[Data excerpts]

════════

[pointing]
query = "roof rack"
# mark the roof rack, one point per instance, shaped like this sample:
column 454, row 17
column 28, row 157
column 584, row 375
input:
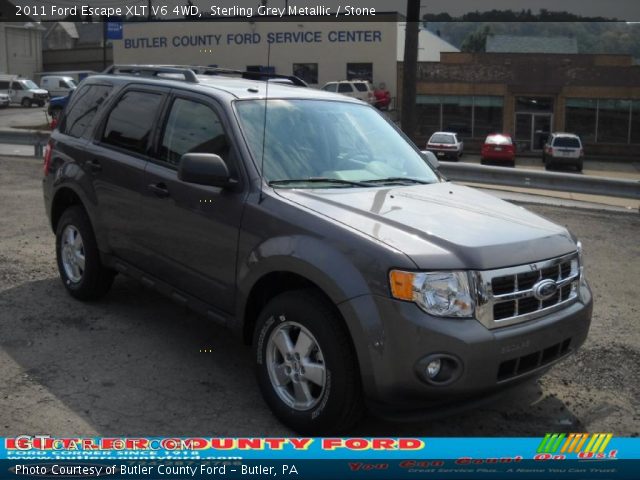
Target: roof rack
column 201, row 70
column 152, row 71
column 190, row 72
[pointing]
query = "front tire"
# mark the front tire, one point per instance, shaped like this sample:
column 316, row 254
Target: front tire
column 306, row 367
column 81, row 270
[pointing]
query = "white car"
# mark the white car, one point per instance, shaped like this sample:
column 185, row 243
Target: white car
column 360, row 89
column 563, row 149
column 445, row 145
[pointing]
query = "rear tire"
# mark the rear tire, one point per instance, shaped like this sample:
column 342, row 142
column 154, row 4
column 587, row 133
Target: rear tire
column 306, row 367
column 81, row 270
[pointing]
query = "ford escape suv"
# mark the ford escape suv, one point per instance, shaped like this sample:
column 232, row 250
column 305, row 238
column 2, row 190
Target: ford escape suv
column 317, row 232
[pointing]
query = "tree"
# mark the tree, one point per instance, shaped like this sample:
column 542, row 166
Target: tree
column 476, row 41
column 410, row 68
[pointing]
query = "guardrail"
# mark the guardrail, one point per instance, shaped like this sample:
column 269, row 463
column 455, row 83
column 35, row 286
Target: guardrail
column 565, row 182
column 27, row 137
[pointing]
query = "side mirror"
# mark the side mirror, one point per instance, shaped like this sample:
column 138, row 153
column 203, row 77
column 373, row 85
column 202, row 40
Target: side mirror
column 431, row 159
column 204, row 169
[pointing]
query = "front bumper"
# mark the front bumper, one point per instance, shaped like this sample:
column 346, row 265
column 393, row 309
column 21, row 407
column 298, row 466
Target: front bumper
column 392, row 337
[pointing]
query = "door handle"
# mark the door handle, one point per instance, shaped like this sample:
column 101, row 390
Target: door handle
column 93, row 166
column 160, row 189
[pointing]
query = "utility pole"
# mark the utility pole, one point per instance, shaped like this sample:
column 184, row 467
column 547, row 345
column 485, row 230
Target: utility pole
column 410, row 69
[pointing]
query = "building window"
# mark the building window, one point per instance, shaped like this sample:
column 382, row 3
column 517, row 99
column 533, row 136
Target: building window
column 635, row 122
column 469, row 117
column 307, row 72
column 457, row 115
column 487, row 116
column 581, row 117
column 360, row 71
column 604, row 120
column 613, row 121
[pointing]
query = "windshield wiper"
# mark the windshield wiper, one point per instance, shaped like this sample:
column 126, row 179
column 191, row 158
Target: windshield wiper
column 338, row 181
column 398, row 179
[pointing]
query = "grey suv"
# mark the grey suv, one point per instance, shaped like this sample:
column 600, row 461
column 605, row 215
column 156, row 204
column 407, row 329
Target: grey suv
column 310, row 226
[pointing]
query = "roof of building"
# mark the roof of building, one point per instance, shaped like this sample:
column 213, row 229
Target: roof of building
column 430, row 45
column 523, row 44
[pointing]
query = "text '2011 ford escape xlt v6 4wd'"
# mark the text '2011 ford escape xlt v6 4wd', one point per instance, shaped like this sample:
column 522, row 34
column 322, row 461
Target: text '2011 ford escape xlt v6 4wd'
column 308, row 224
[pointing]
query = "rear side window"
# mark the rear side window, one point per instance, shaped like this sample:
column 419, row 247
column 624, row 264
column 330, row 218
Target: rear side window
column 192, row 127
column 566, row 142
column 84, row 105
column 130, row 122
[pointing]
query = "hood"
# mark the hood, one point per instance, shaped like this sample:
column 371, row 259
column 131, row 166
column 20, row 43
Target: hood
column 442, row 225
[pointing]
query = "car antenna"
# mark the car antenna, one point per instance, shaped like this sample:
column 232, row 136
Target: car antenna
column 264, row 124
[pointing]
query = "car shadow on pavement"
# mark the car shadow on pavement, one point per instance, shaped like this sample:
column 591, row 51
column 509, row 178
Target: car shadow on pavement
column 136, row 363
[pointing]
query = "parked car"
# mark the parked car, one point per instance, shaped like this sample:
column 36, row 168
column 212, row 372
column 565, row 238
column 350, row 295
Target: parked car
column 446, row 145
column 563, row 149
column 382, row 97
column 498, row 147
column 57, row 85
column 22, row 91
column 323, row 238
column 57, row 104
column 360, row 89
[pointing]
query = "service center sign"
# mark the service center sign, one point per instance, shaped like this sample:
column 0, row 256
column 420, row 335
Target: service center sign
column 215, row 40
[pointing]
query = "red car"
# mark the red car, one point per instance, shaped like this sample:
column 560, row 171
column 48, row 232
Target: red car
column 498, row 147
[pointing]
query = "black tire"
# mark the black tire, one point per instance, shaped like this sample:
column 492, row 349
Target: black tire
column 339, row 404
column 95, row 279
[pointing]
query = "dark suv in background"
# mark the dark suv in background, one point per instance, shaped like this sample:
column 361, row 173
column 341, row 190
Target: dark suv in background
column 310, row 226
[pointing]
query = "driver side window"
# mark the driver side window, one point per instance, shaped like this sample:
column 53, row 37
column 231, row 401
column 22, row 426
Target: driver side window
column 192, row 127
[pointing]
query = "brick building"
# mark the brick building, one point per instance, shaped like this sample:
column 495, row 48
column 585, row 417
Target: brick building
column 531, row 94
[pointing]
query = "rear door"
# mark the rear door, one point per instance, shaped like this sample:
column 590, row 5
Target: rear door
column 191, row 231
column 116, row 162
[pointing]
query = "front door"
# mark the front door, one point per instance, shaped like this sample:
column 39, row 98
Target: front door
column 191, row 231
column 532, row 130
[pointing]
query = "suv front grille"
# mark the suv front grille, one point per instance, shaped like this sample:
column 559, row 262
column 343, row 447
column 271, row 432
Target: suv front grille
column 517, row 294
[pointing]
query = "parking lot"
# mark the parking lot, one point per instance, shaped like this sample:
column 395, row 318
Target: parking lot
column 132, row 363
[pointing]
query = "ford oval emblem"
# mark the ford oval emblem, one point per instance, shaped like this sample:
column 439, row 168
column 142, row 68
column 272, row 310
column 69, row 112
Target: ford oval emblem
column 545, row 289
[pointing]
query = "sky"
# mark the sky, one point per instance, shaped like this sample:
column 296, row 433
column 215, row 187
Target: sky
column 622, row 9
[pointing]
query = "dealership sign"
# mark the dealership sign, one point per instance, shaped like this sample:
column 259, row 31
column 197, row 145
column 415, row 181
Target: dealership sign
column 214, row 40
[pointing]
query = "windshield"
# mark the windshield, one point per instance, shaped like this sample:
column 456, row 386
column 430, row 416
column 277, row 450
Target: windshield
column 442, row 138
column 317, row 139
column 29, row 84
column 567, row 142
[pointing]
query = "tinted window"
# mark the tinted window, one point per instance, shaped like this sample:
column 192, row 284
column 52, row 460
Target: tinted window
column 192, row 128
column 84, row 105
column 498, row 140
column 566, row 142
column 129, row 123
column 442, row 139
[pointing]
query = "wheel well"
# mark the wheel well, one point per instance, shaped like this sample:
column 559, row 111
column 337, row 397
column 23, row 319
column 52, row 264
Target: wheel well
column 270, row 286
column 64, row 198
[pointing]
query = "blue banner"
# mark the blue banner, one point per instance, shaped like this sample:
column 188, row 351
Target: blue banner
column 571, row 456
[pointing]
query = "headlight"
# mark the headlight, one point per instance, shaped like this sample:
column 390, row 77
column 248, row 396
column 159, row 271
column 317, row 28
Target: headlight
column 443, row 294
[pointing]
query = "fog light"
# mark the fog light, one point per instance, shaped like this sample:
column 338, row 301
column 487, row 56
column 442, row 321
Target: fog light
column 433, row 368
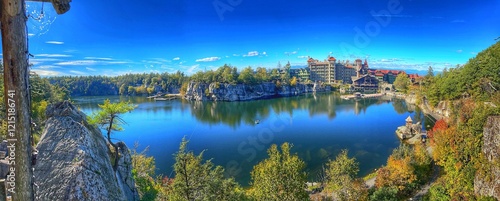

════════

The reply must hold each line of the records verbatim and no pictures.

- **Result of this task**
[pointing]
query = "roof rack"
# mark the roof rack, one point per instance, shaped like this sample:
column 454, row 17
column 28, row 157
column 584, row 375
input:
Target: roof rack
column 201, row 70
column 152, row 71
column 190, row 72
[pointing]
query = "front tire"
# mark the front tire, one point per instance, shaped like this sample:
column 316, row 254
Target: front tire
column 306, row 367
column 81, row 270
[pointing]
query = "white car"
# mark the white car, one point per instance, shaped like this sample:
column 185, row 243
Target: white car
column 360, row 89
column 563, row 149
column 445, row 145
[pointing]
query = "rear tire"
# mark the rear tire, one point per instance, shaped like this sample:
column 342, row 142
column 154, row 4
column 587, row 133
Target: rear tire
column 306, row 367
column 81, row 270
[pointing]
query = "ford escape suv"
# mark the ford escape suv, one point per instance, shaped like this sample:
column 232, row 250
column 305, row 238
column 2, row 190
Target: ford escape suv
column 317, row 232
[pointing]
query = "tree"
# mark the tree, one point per instance, shaped like this sample:
column 542, row 166
Target: tree
column 476, row 41
column 410, row 68
[pointing]
query = "guardrail"
# mark the guardrail, one point per instance, shaped like this sample:
column 269, row 463
column 455, row 83
column 35, row 286
Target: guardrail
column 565, row 182
column 27, row 137
[pointing]
query = "side mirror"
# mark the side mirror, one point per instance, shaped like this sample:
column 138, row 153
column 203, row 77
column 373, row 85
column 202, row 40
Target: side mirror
column 431, row 159
column 204, row 169
[pointing]
query = "front bumper"
# mark the front bumper, one point per instance, shaped like this sample:
column 346, row 265
column 393, row 309
column 21, row 407
column 298, row 466
Target: front bumper
column 392, row 337
[pointing]
query = "door handle"
# mark the door handle, one point per instance, shaped like this sample:
column 101, row 390
Target: door handle
column 93, row 166
column 160, row 189
[pointing]
query = "utility pole"
# mark the utility pole, one point per instance, shaped like this sample:
column 184, row 467
column 547, row 345
column 485, row 230
Target: utility pole
column 410, row 69
[pointing]
query = "building window"
# mark the building window, one point per instance, shaped like this sample:
column 382, row 3
column 517, row 99
column 533, row 136
Target: building window
column 635, row 122
column 469, row 117
column 307, row 72
column 457, row 115
column 487, row 116
column 581, row 117
column 360, row 71
column 604, row 120
column 613, row 121
[pointing]
query = "windshield wiper"
# mark the windshield wiper, one point per instance, shaped like this sample:
column 126, row 179
column 191, row 158
Target: windshield wiper
column 338, row 181
column 398, row 179
[pointing]
query = "grey suv"
# mark the grey suv, one point per instance, shaped like this sample:
column 600, row 461
column 605, row 215
column 156, row 204
column 407, row 329
Target: grey suv
column 310, row 226
[pointing]
query = "roof of building"
# mark the roof of building, one point per instance, shaped like this sample:
column 213, row 229
Target: roof of building
column 430, row 45
column 523, row 44
[pointing]
query = "text '2011 ford escape xlt v6 4wd'"
# mark the text '2011 ford escape xlt v6 4wd', one point per instance, shaped like this sample:
column 522, row 34
column 322, row 461
Target: text '2011 ford escape xlt v6 4wd'
column 308, row 224
[pointing]
query = "rear side window"
# mark the rear side window, one point per instance, shaped like this sample:
column 419, row 247
column 624, row 264
column 330, row 218
Target: rear side window
column 192, row 127
column 566, row 142
column 84, row 105
column 130, row 122
[pointing]
query = "hood"
# mark the hood, one point per instance, shaped like this sample:
column 371, row 259
column 131, row 166
column 20, row 43
Target: hood
column 442, row 225
[pointing]
query = "car antenna"
# mark the car antenna, one point per instance, shaped like this sample:
column 232, row 136
Target: car antenna
column 264, row 124
[pointing]
query = "car shadow on pavement"
# mark the car shadow on pavement, one point per instance, shaped like this sample:
column 591, row 51
column 509, row 178
Target: car shadow on pavement
column 136, row 363
[pointing]
query = "parked car"
# mark the parked car, one point per instance, shaped like this sample:
column 36, row 168
column 212, row 372
column 565, row 238
column 350, row 295
Target: parked car
column 446, row 145
column 563, row 149
column 382, row 97
column 498, row 147
column 57, row 85
column 22, row 91
column 323, row 238
column 57, row 104
column 360, row 89
[pointing]
query = "service center sign"
# mark the service center sign, one point per instance, shaped like this sample:
column 0, row 256
column 420, row 335
Target: service center sign
column 215, row 40
[pointing]
query = "red car"
# mark the red car, one point per instance, shaped like this sample:
column 560, row 171
column 48, row 232
Target: red car
column 498, row 147
[pointing]
query = "black tire"
# mark the black tire, one point per instance, shaped like this sample:
column 492, row 349
Target: black tire
column 339, row 404
column 95, row 279
[pointing]
query = "dark suv in background"
# mark the dark suv in background, one point per instance, shaped like this sample:
column 361, row 173
column 341, row 190
Target: dark suv in background
column 310, row 226
[pointing]
query = "driver side window"
# mark the driver side window, one point per instance, shaped like this sample:
column 53, row 37
column 231, row 401
column 22, row 426
Target: driver side window
column 192, row 127
[pointing]
query = "brick building"
# mark the brick building, one point per instance, shaped like this sample:
column 495, row 48
column 585, row 417
Target: brick building
column 531, row 94
[pointing]
query = "rear door"
# mark the rear door, one point per instance, shaped like this sample:
column 590, row 5
Target: rear door
column 191, row 231
column 116, row 162
[pointing]
query = "front door"
# mark the front door, one point per instance, shaped like this sample:
column 39, row 98
Target: front door
column 191, row 231
column 532, row 130
[pointing]
query = "suv front grille"
# mark the suv front grille, one point per instance, shaped like this sample:
column 559, row 262
column 343, row 447
column 271, row 432
Target: suv front grille
column 517, row 294
[pointing]
query = "parking lot"
# mark the parking lot, one point per instance, shaped like this sample:
column 395, row 318
Target: parking lot
column 132, row 363
[pointing]
query = "ford oval emblem"
# mark the ford oval emblem, one point per instance, shaped like this sample:
column 439, row 168
column 142, row 68
column 272, row 310
column 69, row 112
Target: ford oval emblem
column 545, row 289
[pointing]
query = "sky"
# mark the sky, one point per instance, shaped like this sample:
column 296, row 433
column 215, row 187
Target: sky
column 622, row 9
[pointing]
query = "dealership sign"
# mark the dealership sign, one point per instance, shaped like this sample:
column 259, row 31
column 197, row 145
column 415, row 181
Target: dealership sign
column 214, row 40
[pointing]
query = "windshield"
# mark the windshield, one point per instance, shaped like this sample:
column 456, row 386
column 430, row 416
column 277, row 450
Target: windshield
column 442, row 138
column 317, row 139
column 29, row 84
column 567, row 142
[pointing]
query = "tinted window"
# mark the tinted window, one point per instance, shaped like this sample:
column 192, row 284
column 52, row 460
Target: tinted window
column 192, row 128
column 84, row 105
column 498, row 140
column 566, row 142
column 129, row 123
column 442, row 139
[pointing]
query = "wheel well"
# mark the wheel well, one point per instance, shaped like this sample:
column 559, row 111
column 337, row 397
column 23, row 319
column 52, row 264
Target: wheel well
column 270, row 286
column 64, row 198
[pointing]
query = "blue banner"
# mark the blue banner, one point per instance, shaped like this sample:
column 188, row 351
Target: blue banner
column 571, row 456
[pointing]
query = "headlight"
# mark the headlight, one point per instance, shaped like this sample:
column 390, row 77
column 248, row 396
column 159, row 271
column 317, row 28
Target: headlight
column 443, row 294
[pointing]
query = "fog light"
# mark the fog light, one point per instance, shaped like this sample:
column 338, row 301
column 487, row 56
column 442, row 321
Target: fog light
column 433, row 368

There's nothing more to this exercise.